** START Rows **

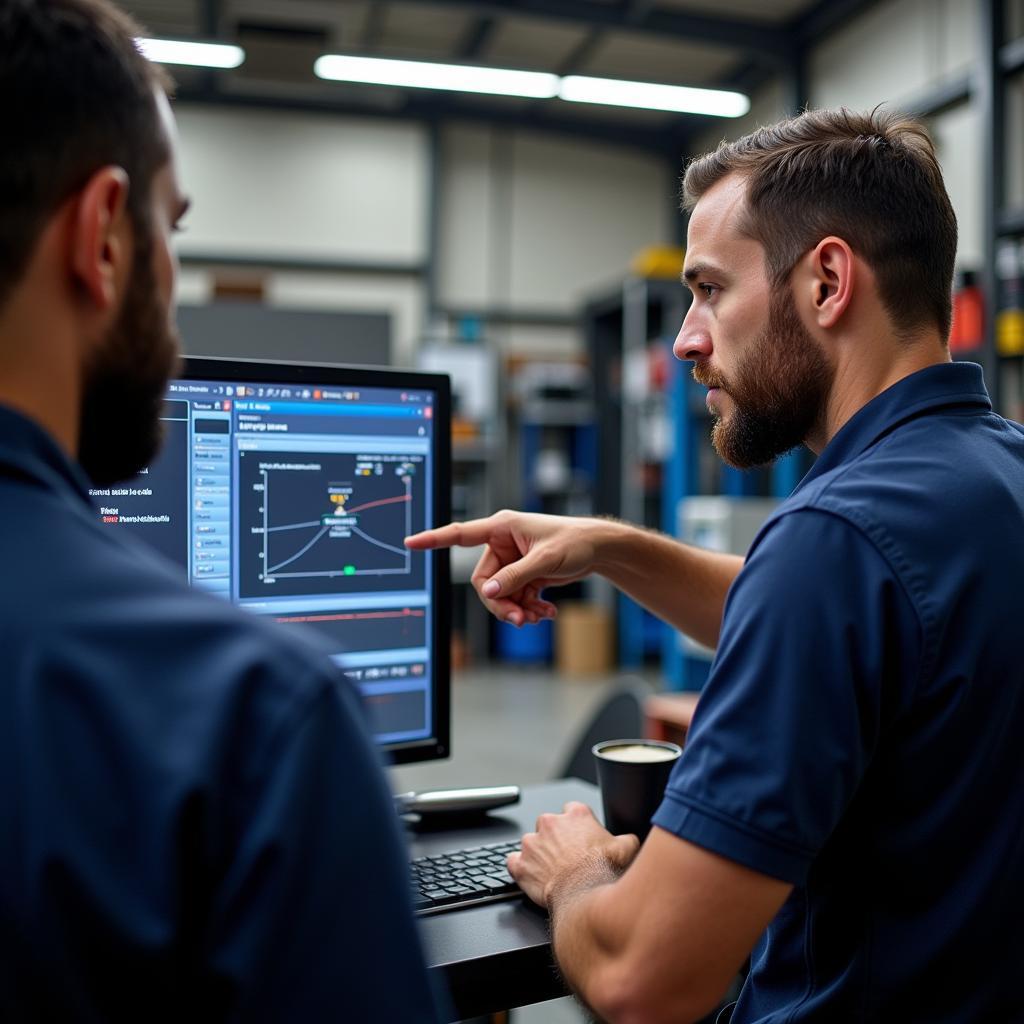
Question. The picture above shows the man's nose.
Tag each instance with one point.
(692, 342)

** END Rows **
** START Rows **

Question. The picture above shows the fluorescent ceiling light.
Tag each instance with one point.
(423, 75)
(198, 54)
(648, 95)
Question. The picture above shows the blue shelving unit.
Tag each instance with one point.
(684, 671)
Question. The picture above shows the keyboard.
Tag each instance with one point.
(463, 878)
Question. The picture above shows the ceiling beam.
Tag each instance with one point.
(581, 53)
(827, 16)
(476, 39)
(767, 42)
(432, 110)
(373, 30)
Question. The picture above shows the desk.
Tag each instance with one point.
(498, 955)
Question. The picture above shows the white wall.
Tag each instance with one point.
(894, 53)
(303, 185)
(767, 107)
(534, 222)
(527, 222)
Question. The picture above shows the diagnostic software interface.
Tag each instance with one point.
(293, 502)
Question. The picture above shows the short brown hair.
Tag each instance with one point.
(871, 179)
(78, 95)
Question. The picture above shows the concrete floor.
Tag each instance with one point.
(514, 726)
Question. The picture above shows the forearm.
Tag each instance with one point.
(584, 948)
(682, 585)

** END Rows **
** START Rows **

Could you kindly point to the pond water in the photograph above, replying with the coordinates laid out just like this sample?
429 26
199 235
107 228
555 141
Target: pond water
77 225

** END Rows **

* [Exercise task] Please copy out each line of the material above that contains the word "Question".

* [Written response]
Question. The picture above shows the man's nose.
Question. The picture above shows the fluorescent ceiling light.
Question. The picture above shows the blue shelving unit.
Question. The picture above shows the keyboard.
Question. The picture above shows the ceiling beam.
Question. The picture above shows the desk.
Question. The picture above shows the white wall.
Question. The picture above shows the diagnostic software interface.
Question. The picture above shows the short brown hair.
Question. The picture above shows the concrete floor.
Question. The picture above shows the forearm.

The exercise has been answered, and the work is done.